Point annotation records
#####

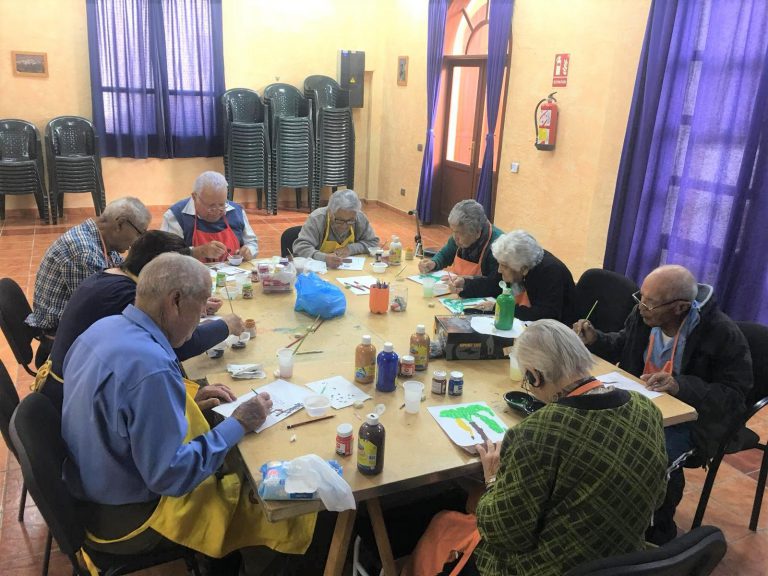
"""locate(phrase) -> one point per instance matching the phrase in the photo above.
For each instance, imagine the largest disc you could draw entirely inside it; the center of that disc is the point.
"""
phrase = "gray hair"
(170, 272)
(469, 215)
(553, 349)
(209, 179)
(128, 207)
(517, 249)
(344, 200)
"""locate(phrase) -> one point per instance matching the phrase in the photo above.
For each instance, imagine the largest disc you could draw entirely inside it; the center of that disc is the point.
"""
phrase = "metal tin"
(439, 382)
(456, 384)
(407, 365)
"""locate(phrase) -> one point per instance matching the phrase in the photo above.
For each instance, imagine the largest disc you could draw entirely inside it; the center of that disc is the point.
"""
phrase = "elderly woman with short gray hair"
(336, 231)
(543, 286)
(468, 250)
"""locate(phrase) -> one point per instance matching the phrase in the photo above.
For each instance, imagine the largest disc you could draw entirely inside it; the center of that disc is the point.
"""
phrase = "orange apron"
(462, 267)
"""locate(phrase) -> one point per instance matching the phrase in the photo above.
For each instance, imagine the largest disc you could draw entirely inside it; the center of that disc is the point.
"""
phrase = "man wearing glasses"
(211, 225)
(87, 248)
(334, 232)
(679, 342)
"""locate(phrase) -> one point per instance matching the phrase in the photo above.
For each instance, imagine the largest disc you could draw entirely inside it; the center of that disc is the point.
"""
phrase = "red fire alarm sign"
(560, 75)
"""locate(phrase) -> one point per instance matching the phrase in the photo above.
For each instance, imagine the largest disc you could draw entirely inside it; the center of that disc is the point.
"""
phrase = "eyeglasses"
(637, 296)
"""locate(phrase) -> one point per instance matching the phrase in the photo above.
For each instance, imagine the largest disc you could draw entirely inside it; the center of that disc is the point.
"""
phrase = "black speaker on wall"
(352, 74)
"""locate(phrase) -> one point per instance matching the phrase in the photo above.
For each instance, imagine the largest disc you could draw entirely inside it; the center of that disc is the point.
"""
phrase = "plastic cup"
(285, 362)
(428, 287)
(413, 392)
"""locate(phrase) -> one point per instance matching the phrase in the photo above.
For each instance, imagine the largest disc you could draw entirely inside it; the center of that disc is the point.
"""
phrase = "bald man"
(679, 342)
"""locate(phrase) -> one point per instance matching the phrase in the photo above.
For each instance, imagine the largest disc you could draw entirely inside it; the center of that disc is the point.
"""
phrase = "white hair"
(128, 207)
(553, 349)
(344, 200)
(469, 215)
(517, 249)
(209, 180)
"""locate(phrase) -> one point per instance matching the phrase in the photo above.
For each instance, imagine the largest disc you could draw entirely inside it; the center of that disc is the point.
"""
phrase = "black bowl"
(523, 403)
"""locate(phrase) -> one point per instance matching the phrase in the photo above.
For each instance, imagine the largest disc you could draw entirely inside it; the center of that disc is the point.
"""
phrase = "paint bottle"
(386, 369)
(370, 446)
(505, 310)
(365, 361)
(419, 347)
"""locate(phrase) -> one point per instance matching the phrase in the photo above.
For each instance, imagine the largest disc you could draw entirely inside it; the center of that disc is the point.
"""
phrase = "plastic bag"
(317, 297)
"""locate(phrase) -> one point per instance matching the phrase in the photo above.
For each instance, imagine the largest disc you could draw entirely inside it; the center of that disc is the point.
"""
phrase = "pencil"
(309, 421)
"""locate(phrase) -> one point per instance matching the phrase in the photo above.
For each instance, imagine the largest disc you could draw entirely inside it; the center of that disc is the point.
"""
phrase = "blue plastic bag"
(317, 297)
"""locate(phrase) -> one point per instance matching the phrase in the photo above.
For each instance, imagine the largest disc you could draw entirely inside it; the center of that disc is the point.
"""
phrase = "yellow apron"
(329, 246)
(218, 517)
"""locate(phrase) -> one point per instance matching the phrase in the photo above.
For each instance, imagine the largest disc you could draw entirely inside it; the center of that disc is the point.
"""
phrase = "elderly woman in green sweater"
(468, 250)
(576, 480)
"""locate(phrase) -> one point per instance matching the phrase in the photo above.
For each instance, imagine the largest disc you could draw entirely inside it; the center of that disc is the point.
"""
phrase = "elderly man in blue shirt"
(142, 456)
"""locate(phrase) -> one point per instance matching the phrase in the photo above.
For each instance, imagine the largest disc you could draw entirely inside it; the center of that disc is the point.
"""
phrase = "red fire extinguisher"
(545, 119)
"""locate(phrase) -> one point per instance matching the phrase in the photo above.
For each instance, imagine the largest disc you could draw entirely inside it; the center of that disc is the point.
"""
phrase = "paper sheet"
(618, 380)
(463, 422)
(286, 398)
(340, 390)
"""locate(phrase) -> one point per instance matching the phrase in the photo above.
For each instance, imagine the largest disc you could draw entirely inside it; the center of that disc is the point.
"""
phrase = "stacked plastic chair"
(74, 162)
(293, 142)
(21, 164)
(334, 135)
(246, 148)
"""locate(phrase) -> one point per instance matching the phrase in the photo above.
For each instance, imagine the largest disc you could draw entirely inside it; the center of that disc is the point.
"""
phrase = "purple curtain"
(499, 26)
(157, 72)
(435, 38)
(691, 187)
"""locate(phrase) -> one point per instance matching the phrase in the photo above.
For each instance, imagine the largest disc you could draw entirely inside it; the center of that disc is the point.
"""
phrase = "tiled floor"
(23, 241)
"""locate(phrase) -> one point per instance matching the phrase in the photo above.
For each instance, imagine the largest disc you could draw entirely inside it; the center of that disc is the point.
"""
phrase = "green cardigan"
(578, 480)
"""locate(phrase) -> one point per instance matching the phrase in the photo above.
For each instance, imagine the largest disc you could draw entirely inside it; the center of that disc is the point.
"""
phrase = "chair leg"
(760, 490)
(709, 482)
(22, 502)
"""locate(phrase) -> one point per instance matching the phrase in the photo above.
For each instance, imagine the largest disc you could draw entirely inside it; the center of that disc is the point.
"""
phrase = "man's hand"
(585, 331)
(234, 323)
(333, 261)
(212, 395)
(212, 305)
(661, 382)
(426, 266)
(253, 413)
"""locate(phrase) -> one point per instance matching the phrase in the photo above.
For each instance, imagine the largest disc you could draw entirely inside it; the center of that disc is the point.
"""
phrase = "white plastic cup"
(428, 287)
(285, 362)
(413, 392)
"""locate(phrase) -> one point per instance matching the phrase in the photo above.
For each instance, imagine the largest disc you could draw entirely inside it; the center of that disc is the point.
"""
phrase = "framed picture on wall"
(402, 70)
(30, 64)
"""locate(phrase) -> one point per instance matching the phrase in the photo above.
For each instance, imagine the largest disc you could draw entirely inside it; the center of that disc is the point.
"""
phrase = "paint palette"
(340, 391)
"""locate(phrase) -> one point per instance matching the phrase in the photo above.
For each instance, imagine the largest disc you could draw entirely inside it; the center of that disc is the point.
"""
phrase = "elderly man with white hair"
(211, 225)
(543, 286)
(141, 457)
(334, 232)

#####

Print the whole listing above once more, word for word, without its pictures.

"""locate(phrase) -> one point per instance matching the phrase in the photo above.
For each instance, imagine the largest disc you could draw entirely inside it; the center of that disc is the point.
"""
phrase = "gray hair"
(170, 272)
(469, 215)
(553, 349)
(209, 179)
(128, 207)
(517, 249)
(344, 200)
"""locate(phrase) -> one point per instance matching the phrase in the photo above.
For each instance, imagine the largest disc you could draw entirely inside it; the center of that disc is the point.
"""
phrase = "metal tin"
(439, 382)
(456, 384)
(407, 365)
"""locate(phrase) -> one point per instance matching the phrase in the photo above.
For each instance, imagine the largest disc you could draw entirely inside it; the center of that disc is the point.
"""
phrase = "elderly woman with short gray hair"
(336, 231)
(543, 286)
(468, 250)
"""locate(phrase) -> one point per instance matching the phrase in the photo above.
For each instance, imagine the largest disc you could draw entirely inside it; the center of that disc is the point.
"""
phrase = "orange apron"
(462, 267)
"""locate(phrase) -> one point per instance matching the phrase in the photo above.
For each instance, imagine the largest disc you could draw entirely inside it; the center of that disc is the point.
"""
phrase = "man wearing glasses"
(211, 225)
(87, 248)
(334, 232)
(679, 342)
"""locate(phrase) -> one point per instance matching the phrase in the photo above.
For each instance, imagine the largest disc you could draw entirely inside it; the center of that disc is the point.
"""
phrase = "red fire alarm sign"
(560, 75)
"""locate(phrase) -> one point per instance matching the phrase in the photo above.
For each instance, imagine the largest disc you could draw entirely inside it; the center of that disc is the point.
"""
phrase = "eyeglasses"
(637, 296)
"""locate(phrase) -> one point per instance matching the phrase in the photo above.
For each instance, imagine the largest disc you could draw entirely inside it; the center of that disc is the point.
"""
phrase = "black speaker on wall"
(352, 74)
"""locate(phrase) -> one point per instance matching the phrase in the photo above.
For each instance, imagine the largest disc you could draw entirely inside it; the center of that disc is the point.
"""
phrase = "plastic cup"
(285, 362)
(428, 287)
(413, 392)
"""locate(phrase) -> one point per instance matching the phrase in the photo above.
For each instance, imagine the largest disc you could draw entirely inside it; the center of that disc is the point.
"""
phrase = "bald man"
(679, 342)
"""locate(phrase) -> one point per instance matching the phrase in the photo above.
For each instance, imagine the largest disc you could draw entirely inside it; the center of that disc is the point.
"""
phrase = "white hair"
(128, 207)
(553, 349)
(344, 200)
(469, 215)
(517, 249)
(209, 180)
"""locate(phrase) -> one point per instance matching the phrase in the photo above.
For each instance, imagine the largest disc you could draw entirely inside it; the center of that disc is the point.
"""
phrase = "black bowl"
(523, 403)
"""locate(phrase) -> one point per instance matching the phrase in the photo above.
For each instance, imagine the largest disc you could draw entirely inside it; the center of that disc is the point.
"""
phrase = "paint bottle"
(386, 369)
(370, 446)
(505, 310)
(365, 361)
(419, 347)
"""locate(phrase) -> one point per instance matching the phrase in the photo above.
For each instance, imagine the largest disc you could draw entirely inside it; the center of that disc is the point.
"""
phrase = "plastic bag"
(317, 297)
"""locate(phrase) -> one point per instance matching the phrase in the photo above.
For each instance, imagine the largest disc you could draw entirely inside it; the center of that disc is the point.
"""
phrase = "pencil"
(309, 421)
"""locate(phrase) -> one point per instance matching the phrase in the photo above.
For each instance, imagine the largest disc you could draw entirely inside it; the center of that disc is the point.
"""
phrase = "blue plastic bag"
(317, 297)
"""locate(phrase) -> one point per instance matching the phrase in the photo above.
For each instance, imagine the largest disc you could draw entirely inside it; the center of that disc is the point.
"""
phrase = "yellow apron"
(329, 246)
(218, 517)
"""locate(phrase) -> one point per instance matching the phrase in the photo above.
For each instance, imagine the largest disc you could draw entirely inside it; the center of that disc is the point.
"""
phrase = "elderly woman in green sweater"
(468, 250)
(576, 480)
"""locate(phrase) -> one point per instance matching the phrase in the photo above.
For each instance, imagine the largest disc you could draw entirely inside it; the center of that disc is the point.
"""
phrase = "elderly man in blue shirt"
(142, 456)
"""locate(phrase) -> one point per instance matching the phrase in the photo above.
For each instance, imagine the largest disc you could draw entirely inside it; the center of that disc is the point.
"""
phrase = "red fire extinguisher"
(545, 119)
"""locate(phrase) -> one point per instance matching the phrase in the photo above.
For each instance, imagine the largest disc you could draw entirely inside it; the center of that disc is the point.
"""
phrase = "paper sheet"
(618, 380)
(463, 422)
(286, 398)
(340, 390)
"""locate(phrase) -> one point per instance matching the phrase in the photo above.
For each instance, imagine the largest disc you could draw entirely inside it; the center of that disc is the point.
"""
phrase = "stacked plastic chair"
(74, 162)
(293, 142)
(21, 164)
(334, 135)
(246, 148)
"""locate(phrase) -> one point per instance matching the phrase in the photo above.
For each instance, imagine the largest disc you could draw entirely inside it; the center of that disc is the point.
"""
phrase = "purple curtain"
(499, 26)
(157, 72)
(435, 38)
(691, 187)
"""locate(phrase) -> one point per instance matching the phrase in the photo above.
For each instance, imagine the largest disc you could draw entirely inside it; the center of that disc is the point.
"""
phrase = "tiled floor"
(23, 241)
"""locate(phrase) -> one point per instance matching the phrase in the photo above.
For each instance, imagine the largest disc you could draw entirely inside it; the center of that disc is the point.
"""
phrase = "green cardigan"
(578, 480)
"""locate(phrase) -> one point per instance matching the phrase in the photo above.
For each instance, imagine the largest disc you could draw entirely inside it; the center of that disc is the point.
"""
phrase = "chair leg"
(760, 490)
(709, 482)
(22, 502)
"""locate(phrase) -> one point per instance matching the phrase in the photo above.
For each instance, imagine the largest disc you could draw entirely inside it; the center of that disc is the point.
"""
phrase = "man's hand"
(585, 331)
(234, 323)
(333, 261)
(212, 395)
(212, 305)
(661, 382)
(426, 266)
(253, 413)
"""locate(phrase) -> one point per instance matching the phrase in the photo above.
For each instance, imagine the largest disc you could draw entirely inside it; the center of that disc is the point.
"""
phrase = "white plastic cup"
(428, 287)
(285, 362)
(413, 392)
"""locate(phrase) -> one point per instance matching the phrase in the photo above.
For each instance, imagine the largest disc you could draw entirely inside it; the center of that disc is the point.
"""
phrase = "framed picture on wall"
(402, 70)
(30, 64)
"""locate(phrase) -> one point per instance matching the phrase in the photo above.
For each instance, imagine the largest disc you could draw entirely inside it; the center of that disc is the point.
"""
phrase = "paint palette"
(340, 391)
"""locate(phrase) -> one point per instance matching the phrase in the photo above.
For each instance, imagine the largest disc you could draw entirely inside it; the center of that disc is the point.
"""
phrase = "elderly man with white hair"
(211, 225)
(543, 286)
(141, 457)
(334, 232)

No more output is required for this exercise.